Robert Frost's poetic images and topics changed as a result of the depression. Reflected
in Robert Frost's poetry lie the feelings and concerns of Americans, expressed through
different poetic images and topics. As compared to Robert Frost's earlier work, which
focused on man and nature, Frost's poems during the Great Depression, shift poetic images
and topics to the relationship between man and man. Later in Frost's life, after the
depression, Robert Frost's themes changed another time to man and God.

**PROBLEMS TO WORK ON:**
A - Transcribe everything in the passage on Robert Frost's poetry from "Robert Frost's poetic" down to "man and God.".
B - Pick up the passage on Robert Frost's shifting poetic themes after its last sentence and keep writing it.

**DATA SHOWN:**

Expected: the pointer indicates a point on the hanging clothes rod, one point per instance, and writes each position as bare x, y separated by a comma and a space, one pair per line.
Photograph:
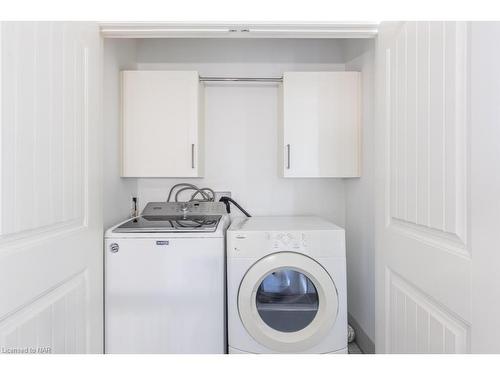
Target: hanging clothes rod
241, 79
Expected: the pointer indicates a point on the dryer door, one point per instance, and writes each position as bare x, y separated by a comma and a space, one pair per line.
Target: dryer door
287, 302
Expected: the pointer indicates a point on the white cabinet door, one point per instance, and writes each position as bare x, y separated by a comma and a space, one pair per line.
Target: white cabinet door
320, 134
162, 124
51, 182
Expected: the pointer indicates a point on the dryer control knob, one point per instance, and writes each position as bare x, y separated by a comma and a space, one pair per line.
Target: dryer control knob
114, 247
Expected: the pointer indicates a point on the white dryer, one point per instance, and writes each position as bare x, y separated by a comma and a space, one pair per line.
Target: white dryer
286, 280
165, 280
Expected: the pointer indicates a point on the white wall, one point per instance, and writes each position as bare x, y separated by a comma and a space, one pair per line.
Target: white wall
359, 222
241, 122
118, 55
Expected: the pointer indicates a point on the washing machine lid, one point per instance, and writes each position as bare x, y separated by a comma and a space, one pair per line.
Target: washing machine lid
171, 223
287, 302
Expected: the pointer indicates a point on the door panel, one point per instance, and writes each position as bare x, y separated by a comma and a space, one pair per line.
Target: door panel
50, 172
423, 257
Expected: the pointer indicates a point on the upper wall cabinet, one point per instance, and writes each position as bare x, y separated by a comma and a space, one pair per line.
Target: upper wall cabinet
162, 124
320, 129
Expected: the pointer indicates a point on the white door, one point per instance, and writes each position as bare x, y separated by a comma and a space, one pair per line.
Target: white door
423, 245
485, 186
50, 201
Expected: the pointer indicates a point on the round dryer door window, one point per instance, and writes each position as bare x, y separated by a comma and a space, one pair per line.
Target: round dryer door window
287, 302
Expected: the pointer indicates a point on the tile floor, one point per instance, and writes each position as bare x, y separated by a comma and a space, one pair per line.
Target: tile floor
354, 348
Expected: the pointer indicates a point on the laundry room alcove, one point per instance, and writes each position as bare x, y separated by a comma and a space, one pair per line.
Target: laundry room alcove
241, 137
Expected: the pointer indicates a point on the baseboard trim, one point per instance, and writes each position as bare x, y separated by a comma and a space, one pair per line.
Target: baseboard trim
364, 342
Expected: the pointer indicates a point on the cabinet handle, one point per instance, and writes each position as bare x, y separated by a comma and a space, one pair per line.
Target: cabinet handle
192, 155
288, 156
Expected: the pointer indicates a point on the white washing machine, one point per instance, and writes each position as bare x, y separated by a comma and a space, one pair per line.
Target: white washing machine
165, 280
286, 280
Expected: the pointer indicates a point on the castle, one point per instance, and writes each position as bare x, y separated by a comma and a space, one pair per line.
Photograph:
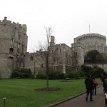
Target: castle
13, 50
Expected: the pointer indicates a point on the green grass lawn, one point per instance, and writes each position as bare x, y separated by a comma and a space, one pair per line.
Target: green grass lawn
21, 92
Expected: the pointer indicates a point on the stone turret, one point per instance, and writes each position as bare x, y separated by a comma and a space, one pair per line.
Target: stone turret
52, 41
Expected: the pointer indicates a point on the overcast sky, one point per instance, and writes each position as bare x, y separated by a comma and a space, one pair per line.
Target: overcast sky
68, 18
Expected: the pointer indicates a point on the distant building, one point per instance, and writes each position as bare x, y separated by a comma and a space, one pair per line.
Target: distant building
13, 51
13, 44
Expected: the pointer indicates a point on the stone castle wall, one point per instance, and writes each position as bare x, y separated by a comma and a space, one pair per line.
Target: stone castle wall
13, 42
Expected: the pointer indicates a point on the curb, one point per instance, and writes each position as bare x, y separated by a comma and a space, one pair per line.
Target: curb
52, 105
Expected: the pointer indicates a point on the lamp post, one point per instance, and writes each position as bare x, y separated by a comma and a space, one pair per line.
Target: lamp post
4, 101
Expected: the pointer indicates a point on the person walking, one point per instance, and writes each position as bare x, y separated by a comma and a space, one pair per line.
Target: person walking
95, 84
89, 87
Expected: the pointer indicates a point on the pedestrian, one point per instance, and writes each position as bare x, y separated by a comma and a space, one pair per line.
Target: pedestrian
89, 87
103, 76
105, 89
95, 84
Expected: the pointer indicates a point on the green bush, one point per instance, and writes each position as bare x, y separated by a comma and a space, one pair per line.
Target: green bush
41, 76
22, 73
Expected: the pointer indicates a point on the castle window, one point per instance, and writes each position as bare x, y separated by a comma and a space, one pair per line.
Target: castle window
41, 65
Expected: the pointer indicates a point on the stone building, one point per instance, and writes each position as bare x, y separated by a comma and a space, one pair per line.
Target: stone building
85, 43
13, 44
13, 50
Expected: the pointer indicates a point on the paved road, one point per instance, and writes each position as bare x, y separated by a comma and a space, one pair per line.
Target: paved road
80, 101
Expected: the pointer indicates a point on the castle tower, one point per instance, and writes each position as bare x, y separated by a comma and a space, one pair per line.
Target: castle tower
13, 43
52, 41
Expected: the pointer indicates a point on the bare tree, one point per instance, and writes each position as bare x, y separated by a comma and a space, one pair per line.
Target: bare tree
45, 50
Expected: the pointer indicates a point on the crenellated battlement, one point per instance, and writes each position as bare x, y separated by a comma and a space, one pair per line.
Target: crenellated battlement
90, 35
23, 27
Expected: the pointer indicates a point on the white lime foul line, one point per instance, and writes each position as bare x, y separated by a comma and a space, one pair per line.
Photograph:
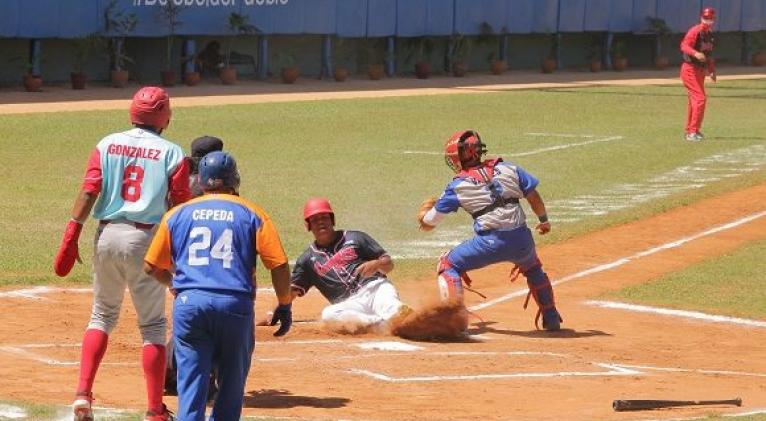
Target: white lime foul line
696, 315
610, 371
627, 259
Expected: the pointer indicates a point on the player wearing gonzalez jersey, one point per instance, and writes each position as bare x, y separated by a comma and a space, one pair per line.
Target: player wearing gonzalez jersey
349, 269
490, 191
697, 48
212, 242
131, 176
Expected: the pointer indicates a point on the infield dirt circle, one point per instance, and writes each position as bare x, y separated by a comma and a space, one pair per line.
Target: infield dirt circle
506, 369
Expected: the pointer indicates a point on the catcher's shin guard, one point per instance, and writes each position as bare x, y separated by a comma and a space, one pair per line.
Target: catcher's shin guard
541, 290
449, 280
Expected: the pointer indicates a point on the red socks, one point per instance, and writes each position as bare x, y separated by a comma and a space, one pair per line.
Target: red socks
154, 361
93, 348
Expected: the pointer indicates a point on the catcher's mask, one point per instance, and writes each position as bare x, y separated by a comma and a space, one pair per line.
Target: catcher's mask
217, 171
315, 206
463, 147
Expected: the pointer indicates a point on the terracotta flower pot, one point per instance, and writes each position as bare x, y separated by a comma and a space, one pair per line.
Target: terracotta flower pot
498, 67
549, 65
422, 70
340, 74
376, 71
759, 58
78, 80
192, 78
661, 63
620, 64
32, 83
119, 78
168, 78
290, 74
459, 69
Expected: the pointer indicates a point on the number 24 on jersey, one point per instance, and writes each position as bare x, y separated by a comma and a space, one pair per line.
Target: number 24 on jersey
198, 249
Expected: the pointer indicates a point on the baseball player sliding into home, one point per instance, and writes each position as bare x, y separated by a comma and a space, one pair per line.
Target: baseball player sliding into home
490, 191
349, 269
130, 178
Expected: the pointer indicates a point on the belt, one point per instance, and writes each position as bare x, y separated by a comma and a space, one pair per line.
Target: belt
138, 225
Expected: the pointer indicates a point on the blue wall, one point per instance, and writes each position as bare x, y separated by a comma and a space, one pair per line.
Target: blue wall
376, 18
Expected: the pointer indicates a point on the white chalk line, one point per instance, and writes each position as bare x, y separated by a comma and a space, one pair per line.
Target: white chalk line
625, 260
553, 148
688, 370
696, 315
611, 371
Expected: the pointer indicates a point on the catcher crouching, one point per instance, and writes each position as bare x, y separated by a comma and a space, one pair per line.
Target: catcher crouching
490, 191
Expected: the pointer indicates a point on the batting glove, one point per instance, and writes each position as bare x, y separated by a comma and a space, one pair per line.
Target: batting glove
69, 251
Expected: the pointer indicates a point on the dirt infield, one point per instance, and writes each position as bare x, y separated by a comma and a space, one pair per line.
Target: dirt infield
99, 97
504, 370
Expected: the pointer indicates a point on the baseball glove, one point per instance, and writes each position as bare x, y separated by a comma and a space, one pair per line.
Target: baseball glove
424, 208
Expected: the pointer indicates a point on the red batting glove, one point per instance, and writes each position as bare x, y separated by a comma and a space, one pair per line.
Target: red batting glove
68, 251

**ANSWERS FOR THIS EXERCISE:**
A -
Robert Frost's poetic images and topics changed as a result of the depression. Reflected
in Robert Frost's poetry lie the feelings and concerns of Americans, expressed through
different poetic images and topics. As compared to Robert Frost's earlier work, which
focused on man and nature, Frost's poems during the Great Depression, shift poetic images
and topics to the relationship between man and man. Later in Frost's life, after the
depression, Robert Frost's themes changed another time to man and God.

B -
Robert Lee Frost was born on March 26, 1874 to Isabelle and William Prescott Frost. In
1885, at age 11, Frost's father died. As a result Robert moved with his mother and sister
Jeanie to Lawrence, Massachusetts. In 1895 Robert married Elanor White, his high school
sweetheart, and began a teaching job at a local school. His first son Elliot was born on
September 25, 1896 followed by his daughter Leslie on April 28, 1899. In 1899 Frost's
mother Isabelle, his first son Elliot, passed away. In 1902, Elanor gave birth to Frost's
second son, Carol. Frost then decided to move with his wife and daughter to a small farm
outside Derry, New Hampshire. In 1905, Elanor had another daughter, Majorie. Following
Majorie's birth in 1907, Elinor Betina was born, but quickly passed away. The death of
Frost's children hit him hard; he tried to be the best father he knew how, spending every
moment with his children. As said by Alan Shucard, "He remained bound up in their lives
and deaths."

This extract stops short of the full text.